INFORMATION GIVEN
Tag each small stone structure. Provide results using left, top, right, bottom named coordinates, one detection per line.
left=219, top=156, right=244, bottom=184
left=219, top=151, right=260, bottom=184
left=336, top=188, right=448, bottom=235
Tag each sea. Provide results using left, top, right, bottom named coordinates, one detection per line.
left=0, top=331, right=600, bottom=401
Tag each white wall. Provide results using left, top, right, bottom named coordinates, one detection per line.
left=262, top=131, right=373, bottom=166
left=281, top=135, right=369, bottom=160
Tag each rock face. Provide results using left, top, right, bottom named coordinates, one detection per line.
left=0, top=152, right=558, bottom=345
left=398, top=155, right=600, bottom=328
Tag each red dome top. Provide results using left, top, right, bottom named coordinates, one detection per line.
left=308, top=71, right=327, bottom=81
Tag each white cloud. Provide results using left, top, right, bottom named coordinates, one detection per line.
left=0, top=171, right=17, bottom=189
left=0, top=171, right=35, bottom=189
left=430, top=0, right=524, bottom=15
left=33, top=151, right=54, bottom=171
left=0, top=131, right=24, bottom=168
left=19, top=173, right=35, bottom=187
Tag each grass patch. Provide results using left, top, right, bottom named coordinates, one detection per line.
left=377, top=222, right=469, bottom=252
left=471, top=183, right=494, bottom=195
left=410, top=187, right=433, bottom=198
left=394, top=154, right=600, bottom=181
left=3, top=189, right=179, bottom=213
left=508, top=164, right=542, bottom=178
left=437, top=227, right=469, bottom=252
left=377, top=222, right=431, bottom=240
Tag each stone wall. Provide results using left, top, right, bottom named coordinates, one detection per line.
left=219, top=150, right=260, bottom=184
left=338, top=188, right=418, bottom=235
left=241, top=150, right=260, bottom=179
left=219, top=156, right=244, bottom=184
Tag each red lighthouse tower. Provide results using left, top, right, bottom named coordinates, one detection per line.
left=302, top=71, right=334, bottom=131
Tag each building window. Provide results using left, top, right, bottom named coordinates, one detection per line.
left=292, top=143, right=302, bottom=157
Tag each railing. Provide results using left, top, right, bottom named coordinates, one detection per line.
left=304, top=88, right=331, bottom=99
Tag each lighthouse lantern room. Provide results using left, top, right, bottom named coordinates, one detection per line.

TO BE DONE
Copy all of the entries above word for word, keeping every line unchanged.

SOLUTION FOR THIS PROBLEM
Tag each small stone structure. Provide results using left, top, right, bottom named coordinates, one detection per line.
left=219, top=156, right=244, bottom=184
left=219, top=151, right=260, bottom=184
left=336, top=188, right=448, bottom=235
Tag each sea. Provide results using left, top, right, bottom named coordinates, one detection per line.
left=0, top=331, right=600, bottom=401
Tag each white wall. Provide results using left, top, right, bottom named coordinates, one detection per line.
left=262, top=131, right=373, bottom=166
left=281, top=135, right=369, bottom=160
Tag each rock face. Provide results using left, top, right, bottom named coordinates, one detection per line.
left=0, top=152, right=558, bottom=345
left=398, top=155, right=600, bottom=328
Tag each red dome top. Provide results using left, top, right, bottom named coordinates, one detection per line.
left=308, top=71, right=327, bottom=81
Tag each white cloud. Provide results using left, top, right, bottom named coordinates, one detection per line.
left=0, top=171, right=17, bottom=189
left=0, top=171, right=35, bottom=189
left=430, top=0, right=524, bottom=15
left=33, top=151, right=54, bottom=171
left=0, top=131, right=24, bottom=168
left=19, top=173, right=35, bottom=187
Tag each grass patch. Provide results using left, top, right, bottom named coordinates, one detection per line.
left=377, top=222, right=469, bottom=252
left=471, top=183, right=494, bottom=195
left=410, top=187, right=433, bottom=198
left=394, top=154, right=600, bottom=181
left=3, top=189, right=179, bottom=213
left=508, top=164, right=542, bottom=178
left=437, top=227, right=469, bottom=252
left=377, top=222, right=431, bottom=240
Tag each stone wall. Provide results using left, top, right, bottom named coordinates, one detection per line.
left=219, top=150, right=260, bottom=184
left=338, top=188, right=418, bottom=235
left=241, top=150, right=260, bottom=179
left=219, top=156, right=244, bottom=184
Tag each red lighthouse tower. Provide results using left, top, right, bottom named coordinates, one detection per line.
left=302, top=71, right=334, bottom=131
Tag each building window. Provide results using left, top, right, bottom named coordinates, one detection per line.
left=292, top=143, right=302, bottom=157
Tag each railing. Provide results using left, top, right, bottom named coordinates, one detection per line.
left=304, top=88, right=331, bottom=99
Tag each lighthouse lantern room. Provide results using left, top, right, bottom named coordinates, one detection per line.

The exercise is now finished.